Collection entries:
◆ ◆ ◆

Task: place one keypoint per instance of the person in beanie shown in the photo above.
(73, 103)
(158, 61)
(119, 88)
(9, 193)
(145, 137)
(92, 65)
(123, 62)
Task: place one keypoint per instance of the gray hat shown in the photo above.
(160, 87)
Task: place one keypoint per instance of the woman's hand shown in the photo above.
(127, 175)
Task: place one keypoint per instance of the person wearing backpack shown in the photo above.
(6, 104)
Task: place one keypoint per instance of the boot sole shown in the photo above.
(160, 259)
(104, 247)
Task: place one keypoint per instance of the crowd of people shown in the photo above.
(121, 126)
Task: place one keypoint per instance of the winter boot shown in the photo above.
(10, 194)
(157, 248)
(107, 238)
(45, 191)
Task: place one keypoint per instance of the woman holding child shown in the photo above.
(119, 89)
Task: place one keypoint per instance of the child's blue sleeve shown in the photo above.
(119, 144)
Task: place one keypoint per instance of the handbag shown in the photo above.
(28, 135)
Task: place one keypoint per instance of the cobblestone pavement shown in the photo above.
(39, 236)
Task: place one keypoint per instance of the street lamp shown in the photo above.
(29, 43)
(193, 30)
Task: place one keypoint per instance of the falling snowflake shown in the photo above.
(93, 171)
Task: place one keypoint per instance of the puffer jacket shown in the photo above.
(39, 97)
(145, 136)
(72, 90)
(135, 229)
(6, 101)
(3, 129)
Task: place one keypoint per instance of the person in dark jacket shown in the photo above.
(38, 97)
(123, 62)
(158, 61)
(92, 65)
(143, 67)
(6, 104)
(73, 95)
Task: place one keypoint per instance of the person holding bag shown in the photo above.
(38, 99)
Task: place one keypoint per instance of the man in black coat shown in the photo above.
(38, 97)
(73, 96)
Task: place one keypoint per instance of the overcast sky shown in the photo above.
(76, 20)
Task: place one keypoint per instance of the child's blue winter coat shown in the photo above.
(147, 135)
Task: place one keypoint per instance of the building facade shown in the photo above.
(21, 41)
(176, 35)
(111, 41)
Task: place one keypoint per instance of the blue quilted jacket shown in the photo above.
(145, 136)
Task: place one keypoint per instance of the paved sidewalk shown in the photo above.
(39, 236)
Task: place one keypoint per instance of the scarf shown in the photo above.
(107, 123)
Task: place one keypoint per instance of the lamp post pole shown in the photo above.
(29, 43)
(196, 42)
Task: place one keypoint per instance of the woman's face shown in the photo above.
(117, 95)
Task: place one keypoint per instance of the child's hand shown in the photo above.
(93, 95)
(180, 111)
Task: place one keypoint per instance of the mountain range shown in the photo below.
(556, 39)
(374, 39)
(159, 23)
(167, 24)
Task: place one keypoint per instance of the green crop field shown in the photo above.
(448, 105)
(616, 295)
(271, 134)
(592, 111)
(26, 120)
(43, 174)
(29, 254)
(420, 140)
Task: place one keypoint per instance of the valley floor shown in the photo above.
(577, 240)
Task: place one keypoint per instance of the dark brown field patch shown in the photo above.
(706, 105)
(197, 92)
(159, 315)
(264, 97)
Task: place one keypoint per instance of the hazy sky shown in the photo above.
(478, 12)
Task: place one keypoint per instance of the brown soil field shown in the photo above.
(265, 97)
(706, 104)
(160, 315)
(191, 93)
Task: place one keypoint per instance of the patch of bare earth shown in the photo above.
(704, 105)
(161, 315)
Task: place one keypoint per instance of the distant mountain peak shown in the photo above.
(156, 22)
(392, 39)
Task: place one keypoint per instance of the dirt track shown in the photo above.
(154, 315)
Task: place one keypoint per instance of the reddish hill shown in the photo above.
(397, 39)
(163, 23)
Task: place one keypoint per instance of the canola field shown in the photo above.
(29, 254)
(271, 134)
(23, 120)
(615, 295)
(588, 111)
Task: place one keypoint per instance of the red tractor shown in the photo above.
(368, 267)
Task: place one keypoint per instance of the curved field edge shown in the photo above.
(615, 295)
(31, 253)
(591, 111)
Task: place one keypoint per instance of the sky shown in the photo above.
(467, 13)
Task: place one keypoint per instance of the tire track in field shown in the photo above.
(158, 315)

◆ ◆ ◆

### What is needed
Starting at the line that contains "Task: place one keypoint per instance of the canola", retype each remaining line of the records exactly; that line and the last line are both included.

### Completed task
Task: place one keypoint per instance of the canola field shown in the photo above.
(29, 254)
(271, 134)
(23, 120)
(615, 295)
(588, 111)
Task: place one keypoint per instance of the red tractor shown in the photo above.
(368, 267)
Task: place one keypoint per instance of the curved field edge shown in the photo above.
(615, 295)
(31, 253)
(591, 111)
Task: place one keypoint per instance of the sky shown in the photo above.
(467, 13)
Task: place one keypoint per instance of the tire track in field shown in the photo above.
(158, 315)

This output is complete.